BRIEF »
Continue the blog post about smudging a new canoe, starting after its last sentence.

PROVIDED TEXT »
----

Smudging Our Canoe

Posted by in get outside, live

Smudging is an ancient practice of the burning of herbs or incense held sacred by many Indigenous cultures. It is a ritual for cleansing, purifying and protecting the physical and spiritual bodies. The effect of the smoke is to banish negative energies and to purify people, clear ceremonial and ritual space, and ceremonial tools and objects.

According to Indigenous traditions, certain plants, called medicines, give up their lives so that we can use their smoke for prayers and cleansing. The aroma produced by these plants help us place ourselves in a different state of mind, bringing us into a deeper part of ourselves and awakening the soul. Cedar, sage, sweet grass and tobacco are traditionally used in a smudging ceremony. Indigenous Elders say that the Spirits like the aroma produced when we burn sacred medicines.

 

With this in mind, and having smudged my home and myself on numerous occasions, I thought that it would be appropriate to smudge our new canoe. So about a month ago, on our first overnight trip with our canoe at Algonquin Provincial Park for the 150 for 150 event, we began a smudging ceremony on Joe Lake with some friends, who also had a beautiful new handmade cedar strip canoe on its maiden voyage which they also wished to be smudged.

 

The canoes to be smudged – the green Speed River, named Lila Marie Scout, and the beautiful handmade work of art cedar strip, named BooBoo.


In preparation for this, I had brought my smudge stick from home, and 3 feathers bound together by leather that I had made into a fan to wave the smoke. The feathers had been found on various trails we have hiked over the years.

 

The smudging stick and feather fan. The feathers were found on various hikes over the years.


We lit the smudge stick with a wooden match and let it burn for a moment until a steady, strong smoke developed. As we inhaled, a sweet, earthy, pungent aroma filled our senses. A sense of the sacred began to emerge as the smoke drifted upwards. We were ready.

 

As the ceremony began, my prayers included petitions for the safe passage over both water and land for all people the canoe would carry, and gratitude for the bountiful gifts Mother Earth bestows on us: the lakes and rivers, the forests, the creatures, and the medicines. I repeated the prayers for each section of the canoe, waving the smoke from the smudge stick into the canoe, starting at the stern and making my way up to the bow.

----

MATERIAL SHOWN »

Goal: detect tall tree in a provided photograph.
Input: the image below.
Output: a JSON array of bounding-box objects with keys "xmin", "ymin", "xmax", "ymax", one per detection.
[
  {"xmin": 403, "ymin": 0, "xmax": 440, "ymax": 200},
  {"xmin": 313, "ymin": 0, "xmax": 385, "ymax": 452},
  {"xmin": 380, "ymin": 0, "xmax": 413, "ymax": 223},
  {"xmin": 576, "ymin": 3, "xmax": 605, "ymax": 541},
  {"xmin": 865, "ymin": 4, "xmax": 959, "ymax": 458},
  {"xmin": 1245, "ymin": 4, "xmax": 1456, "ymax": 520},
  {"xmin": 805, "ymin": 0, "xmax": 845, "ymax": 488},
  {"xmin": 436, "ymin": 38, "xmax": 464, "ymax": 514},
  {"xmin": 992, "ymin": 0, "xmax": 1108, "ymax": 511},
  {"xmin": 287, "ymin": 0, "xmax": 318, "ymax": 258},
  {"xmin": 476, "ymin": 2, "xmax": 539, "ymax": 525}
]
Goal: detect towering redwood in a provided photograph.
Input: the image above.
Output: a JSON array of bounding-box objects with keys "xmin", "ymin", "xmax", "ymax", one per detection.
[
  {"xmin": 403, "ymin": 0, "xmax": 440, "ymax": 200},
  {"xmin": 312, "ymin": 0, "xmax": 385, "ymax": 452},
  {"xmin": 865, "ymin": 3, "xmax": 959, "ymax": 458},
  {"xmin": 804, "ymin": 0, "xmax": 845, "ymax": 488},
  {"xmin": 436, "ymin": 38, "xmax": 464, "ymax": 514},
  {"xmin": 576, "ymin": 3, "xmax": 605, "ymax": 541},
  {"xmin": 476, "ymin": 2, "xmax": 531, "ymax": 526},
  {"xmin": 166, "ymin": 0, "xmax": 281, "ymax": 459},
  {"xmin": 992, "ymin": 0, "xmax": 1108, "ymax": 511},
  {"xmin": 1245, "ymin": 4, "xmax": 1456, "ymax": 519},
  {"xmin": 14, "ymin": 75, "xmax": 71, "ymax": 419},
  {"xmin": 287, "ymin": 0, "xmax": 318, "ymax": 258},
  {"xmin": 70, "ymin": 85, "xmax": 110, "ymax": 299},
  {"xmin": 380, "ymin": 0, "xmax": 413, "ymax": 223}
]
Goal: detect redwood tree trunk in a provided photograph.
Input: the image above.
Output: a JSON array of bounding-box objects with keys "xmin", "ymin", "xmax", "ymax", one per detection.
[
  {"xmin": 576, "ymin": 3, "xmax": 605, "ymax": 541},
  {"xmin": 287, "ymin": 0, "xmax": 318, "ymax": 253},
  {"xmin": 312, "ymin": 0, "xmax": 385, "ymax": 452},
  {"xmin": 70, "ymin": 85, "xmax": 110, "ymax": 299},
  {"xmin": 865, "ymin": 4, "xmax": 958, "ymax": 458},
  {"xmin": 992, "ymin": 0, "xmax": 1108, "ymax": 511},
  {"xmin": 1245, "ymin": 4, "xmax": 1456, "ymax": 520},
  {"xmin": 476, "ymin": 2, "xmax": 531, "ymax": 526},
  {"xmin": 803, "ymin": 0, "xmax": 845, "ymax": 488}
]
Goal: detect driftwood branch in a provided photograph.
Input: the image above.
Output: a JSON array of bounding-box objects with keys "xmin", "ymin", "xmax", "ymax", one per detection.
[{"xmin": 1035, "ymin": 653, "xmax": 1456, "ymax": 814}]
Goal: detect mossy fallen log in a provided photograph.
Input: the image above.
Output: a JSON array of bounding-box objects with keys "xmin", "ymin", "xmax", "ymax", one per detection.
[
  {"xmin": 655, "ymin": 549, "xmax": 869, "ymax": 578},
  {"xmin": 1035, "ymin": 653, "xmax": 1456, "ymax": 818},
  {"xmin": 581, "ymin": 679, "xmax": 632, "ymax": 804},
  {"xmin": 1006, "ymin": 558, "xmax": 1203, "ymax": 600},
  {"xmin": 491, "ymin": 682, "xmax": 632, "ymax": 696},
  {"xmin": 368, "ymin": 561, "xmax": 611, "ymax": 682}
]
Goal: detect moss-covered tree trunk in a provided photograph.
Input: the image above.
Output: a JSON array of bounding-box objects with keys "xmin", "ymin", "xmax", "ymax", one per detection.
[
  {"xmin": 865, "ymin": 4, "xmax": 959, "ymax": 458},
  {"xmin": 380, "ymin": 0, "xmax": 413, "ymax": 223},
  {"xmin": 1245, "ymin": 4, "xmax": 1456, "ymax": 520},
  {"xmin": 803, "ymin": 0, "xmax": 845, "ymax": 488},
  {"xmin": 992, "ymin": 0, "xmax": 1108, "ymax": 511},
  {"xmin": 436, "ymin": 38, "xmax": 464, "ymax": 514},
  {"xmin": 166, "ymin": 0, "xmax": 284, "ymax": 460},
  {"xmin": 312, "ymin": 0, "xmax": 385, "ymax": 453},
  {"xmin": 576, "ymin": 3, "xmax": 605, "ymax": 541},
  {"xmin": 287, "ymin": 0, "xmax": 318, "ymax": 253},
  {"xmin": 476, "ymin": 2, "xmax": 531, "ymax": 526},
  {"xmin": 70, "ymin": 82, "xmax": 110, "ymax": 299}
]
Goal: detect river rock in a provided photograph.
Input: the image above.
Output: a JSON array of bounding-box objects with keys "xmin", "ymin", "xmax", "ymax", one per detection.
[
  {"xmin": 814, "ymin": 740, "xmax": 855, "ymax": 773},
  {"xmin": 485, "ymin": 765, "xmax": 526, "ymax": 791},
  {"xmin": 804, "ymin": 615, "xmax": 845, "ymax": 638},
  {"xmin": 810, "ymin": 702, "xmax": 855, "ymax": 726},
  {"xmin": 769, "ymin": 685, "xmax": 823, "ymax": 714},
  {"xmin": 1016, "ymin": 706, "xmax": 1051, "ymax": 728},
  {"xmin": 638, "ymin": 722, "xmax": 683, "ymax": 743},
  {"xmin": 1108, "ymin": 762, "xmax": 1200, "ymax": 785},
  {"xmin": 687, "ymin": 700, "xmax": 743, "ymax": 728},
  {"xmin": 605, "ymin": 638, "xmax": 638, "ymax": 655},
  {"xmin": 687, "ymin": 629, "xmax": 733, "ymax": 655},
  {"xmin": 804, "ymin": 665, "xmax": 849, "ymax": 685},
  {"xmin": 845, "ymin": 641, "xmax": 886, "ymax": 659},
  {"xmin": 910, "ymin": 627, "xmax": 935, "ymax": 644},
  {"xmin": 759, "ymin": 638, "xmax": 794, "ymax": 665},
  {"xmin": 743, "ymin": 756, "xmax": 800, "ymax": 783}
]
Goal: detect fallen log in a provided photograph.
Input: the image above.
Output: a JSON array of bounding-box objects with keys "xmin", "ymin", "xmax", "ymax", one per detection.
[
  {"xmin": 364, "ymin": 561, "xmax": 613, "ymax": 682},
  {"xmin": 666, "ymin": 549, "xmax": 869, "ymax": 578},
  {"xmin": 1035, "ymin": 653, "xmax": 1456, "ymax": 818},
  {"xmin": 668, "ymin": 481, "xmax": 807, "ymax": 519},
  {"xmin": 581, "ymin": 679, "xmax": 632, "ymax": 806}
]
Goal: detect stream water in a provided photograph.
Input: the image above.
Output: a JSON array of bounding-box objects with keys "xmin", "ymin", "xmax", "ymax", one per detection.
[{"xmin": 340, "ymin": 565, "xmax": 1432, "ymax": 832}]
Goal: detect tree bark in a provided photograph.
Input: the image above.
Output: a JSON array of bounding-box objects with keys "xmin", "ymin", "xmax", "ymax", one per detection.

----

RESPONSE TO THIS EXERCISE »
 

 

 

Beginning the smudging, starting at the stern.

Moving over the yoke and the centre line.

Moving to the bow.

Finishing off at the bow.


When finished, I handed the smudge stick and feather fan to my friend, who did the same for his canoe.

 

Watching Terry as he begins to smudge his canoe.

Then, each of us in turn, smudged ourselves.

As I smudged myself, I worked my way down from my head to my feet, waving the smoke over each part of my body. I silently said the following smudging prayer.

May my mind be cleansed to think good thoughts. 

May my eyes be cleansed, that I might see the signs and wonders of the world.

May my throat be cleansed, that I might speak kindly and rightly when words are needed.

May my hands be cleansed, that they create beautiful things.

May my heart be cleansed, that I might hear its messages clearly.

May my feet be cleansed, that they might take me where I most need to be.

May I be washed clean by the smoke of these fragrant plants.

And may that same smoke carry my prayers, spiraling, to the heavens.

 

To close the ceremony, and because there would be no canoe without the water, I turned to the lake and sang the Water Song.

Ne-be Gee Zah- gay- e- goo.

Gee Meegwetch -wayn ne-me-goo.

Gee Zah wayn ne-me-goo.

 

Water, we love you.

We thank you.

We respect you.

 

We were now ready for the canoeing season and all the wonders it would give us!